Referring expression pointing data
==========

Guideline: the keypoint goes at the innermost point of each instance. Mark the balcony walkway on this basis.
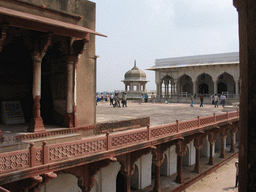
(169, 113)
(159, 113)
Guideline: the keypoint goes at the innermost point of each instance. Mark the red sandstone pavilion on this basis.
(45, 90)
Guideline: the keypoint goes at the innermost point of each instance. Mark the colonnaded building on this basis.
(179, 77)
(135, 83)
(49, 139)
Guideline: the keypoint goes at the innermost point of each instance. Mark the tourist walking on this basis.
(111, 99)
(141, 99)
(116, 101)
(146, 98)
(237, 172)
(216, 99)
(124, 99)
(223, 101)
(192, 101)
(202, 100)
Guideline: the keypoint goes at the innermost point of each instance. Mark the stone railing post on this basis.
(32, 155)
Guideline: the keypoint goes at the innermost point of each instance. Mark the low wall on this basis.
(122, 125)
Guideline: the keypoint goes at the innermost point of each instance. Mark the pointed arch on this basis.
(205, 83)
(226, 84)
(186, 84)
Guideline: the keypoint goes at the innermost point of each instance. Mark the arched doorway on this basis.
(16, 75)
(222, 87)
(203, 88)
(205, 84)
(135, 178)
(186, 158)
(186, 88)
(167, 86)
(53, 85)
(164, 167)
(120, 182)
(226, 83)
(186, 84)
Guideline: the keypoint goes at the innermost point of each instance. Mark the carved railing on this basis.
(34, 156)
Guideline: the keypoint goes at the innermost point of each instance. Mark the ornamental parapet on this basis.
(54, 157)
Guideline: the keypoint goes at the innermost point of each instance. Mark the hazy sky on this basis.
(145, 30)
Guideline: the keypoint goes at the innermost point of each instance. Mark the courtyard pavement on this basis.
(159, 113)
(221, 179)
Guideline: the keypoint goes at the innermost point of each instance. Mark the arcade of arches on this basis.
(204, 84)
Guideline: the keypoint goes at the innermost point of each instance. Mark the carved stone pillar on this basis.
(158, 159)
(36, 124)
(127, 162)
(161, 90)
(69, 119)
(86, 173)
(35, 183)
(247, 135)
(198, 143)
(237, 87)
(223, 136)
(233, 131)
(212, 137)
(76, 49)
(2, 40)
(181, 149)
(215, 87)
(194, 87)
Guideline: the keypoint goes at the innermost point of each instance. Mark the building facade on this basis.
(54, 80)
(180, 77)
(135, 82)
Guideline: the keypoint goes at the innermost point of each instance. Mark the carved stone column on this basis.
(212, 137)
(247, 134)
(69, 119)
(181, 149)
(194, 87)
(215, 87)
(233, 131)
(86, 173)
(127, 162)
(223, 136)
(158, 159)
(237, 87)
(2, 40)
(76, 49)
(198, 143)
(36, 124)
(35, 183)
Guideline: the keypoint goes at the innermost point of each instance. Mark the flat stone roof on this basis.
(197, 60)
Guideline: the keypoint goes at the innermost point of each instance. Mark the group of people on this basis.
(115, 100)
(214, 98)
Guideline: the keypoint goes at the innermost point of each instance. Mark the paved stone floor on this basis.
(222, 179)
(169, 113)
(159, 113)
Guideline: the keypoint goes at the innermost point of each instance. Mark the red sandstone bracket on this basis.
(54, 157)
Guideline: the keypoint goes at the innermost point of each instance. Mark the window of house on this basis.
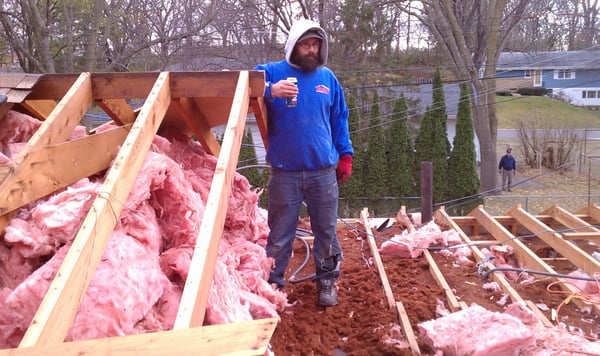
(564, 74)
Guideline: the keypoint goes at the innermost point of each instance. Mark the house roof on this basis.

==========

Task:
Could every entry above be printed again exactly, images excluded?

Response area:
Guideline: the keypoint goes at the innermost point of each instance. Mark the balcony walkway on this basis.
(169, 113)
(159, 113)
Guideline: the keypoint goes at the innermost point of each instance. Mark the red sandstone pavilion on this basis.
(45, 90)
Guideline: the keypoint goes at the innermost point of each instance. Mark the colonnaded building on this basis.
(179, 77)
(135, 83)
(49, 139)
Guideline: the keypoint goes at the innermost point of each instance. Mark the tourist walking on this basis.
(111, 99)
(141, 99)
(116, 101)
(146, 98)
(237, 172)
(216, 99)
(124, 99)
(223, 101)
(192, 101)
(202, 100)
Guideline: the keypoint goes at the innermost point of each instance. Mark the stone railing post on this basis.
(32, 155)
Guideline: the keypoint goes at the innermost point of each instance. Mark the low wall on this basis.
(122, 125)
Guideline: the keypoint goes at the innermost point of each instance. Mark the pointed arch on this basis.
(205, 83)
(226, 84)
(186, 84)
Guideline: the keypoint goes at the innermost point of each instance. Mark the arched doorway on this basis.
(16, 75)
(222, 87)
(203, 88)
(205, 84)
(135, 178)
(186, 158)
(186, 88)
(167, 86)
(53, 85)
(164, 167)
(120, 182)
(226, 83)
(186, 84)
Guideline: the keypoint goes at the innermost point of each instance. Mark the carved railing on this basis.
(34, 156)
Guideline: the keypoint goes at the innermost point of each instance. Mark the ornamental parapet on this basis.
(54, 157)
Guideline: the keypoint goes at the innermost point of each instance. Mark the hazy sky on this basis.
(145, 30)
Guideline: the keypoint goes at the innermost point of each instance. Mark the courtyard pavement on this basis.
(159, 113)
(221, 179)
Guideline: the keypoint goes at the innermost point of each instance. Mark the arcade of arches on this basis.
(204, 84)
Guideline: the keypoint goes at the innermost point of each instance. Mark the carved stone pillar on this basis.
(158, 159)
(36, 124)
(127, 162)
(161, 90)
(69, 119)
(86, 173)
(35, 183)
(247, 135)
(198, 143)
(237, 87)
(223, 136)
(233, 131)
(212, 137)
(76, 49)
(2, 40)
(181, 149)
(215, 87)
(194, 87)
Guideline: the keypoint goes at the innermost point of each instance. Mark the building facade on this basis.
(54, 80)
(180, 77)
(135, 82)
Guideline: the keypoint goes at the innermost point of each instance. Mark the carved stone column on this basis.
(212, 137)
(247, 134)
(69, 119)
(181, 149)
(194, 87)
(215, 87)
(233, 131)
(86, 173)
(127, 162)
(223, 136)
(158, 159)
(237, 87)
(2, 40)
(76, 49)
(198, 143)
(36, 124)
(35, 183)
Guideline: the keypoint goes at the innermost point of each instance. Mark the flat stone roof on this basis.
(197, 60)
Guideline: the keypoint goes at the innermost point of each instance. Mark the group of people on this basis.
(115, 100)
(214, 98)
Guideline: the keypoint goes at the innermost point of each instance. Mark the paved stone floor on this basis.
(222, 179)
(169, 113)
(159, 113)
Guideline: the keypoint goes at the innermost point of each instance. Mark the red sandstone bracket on this basis.
(54, 157)
Guideline: the keypoint goes at the innermost point of each instance. Mark the window of house on this basis.
(564, 74)
Guideline: the keypoint goes at the innermost point of each instance. Mark the house roof on this basis.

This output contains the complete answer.